--- Start of DATASET RECORDS ---

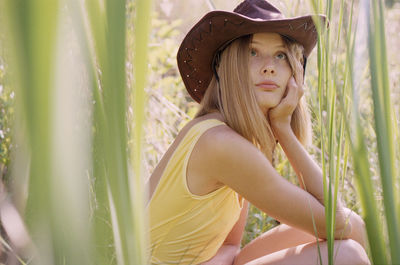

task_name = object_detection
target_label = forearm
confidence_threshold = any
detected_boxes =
[202,244,240,265]
[274,125,324,202]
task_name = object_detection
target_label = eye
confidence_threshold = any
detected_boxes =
[276,52,287,60]
[250,49,257,57]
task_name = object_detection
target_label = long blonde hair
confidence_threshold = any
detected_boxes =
[196,35,310,161]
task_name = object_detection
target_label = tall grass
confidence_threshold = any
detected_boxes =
[0,0,151,264]
[312,0,400,264]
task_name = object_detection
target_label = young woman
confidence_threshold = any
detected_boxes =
[148,0,369,265]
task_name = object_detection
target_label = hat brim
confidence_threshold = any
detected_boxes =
[177,11,326,102]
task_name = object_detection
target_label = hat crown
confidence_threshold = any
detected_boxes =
[233,0,284,20]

--- End of DATASET RECORDS ---

__TASK__.
Rescale the stretch from the start of the items through the line containing "[196,35,310,161]", writing out every line again, requests included, with each bounding box coordinate multiplied by 0.45 and rounded to a whole number, halves rounding up. Leave the pictures out of your answer.

__COMPLETE ANSWER__.
task_name = object_detection
target_label = forearm
confidence_threshold = any
detected_boxes =
[91,110,108,119]
[123,56,146,91]
task_name = object_detection
target_label = eye
confidence_threshold = any
detected_boxes =
[124,23,129,27]
[113,22,116,26]
task_name = object_detection
target_label = long blonde hair
confidence_threshold = any
detected_boxes =
[88,16,140,72]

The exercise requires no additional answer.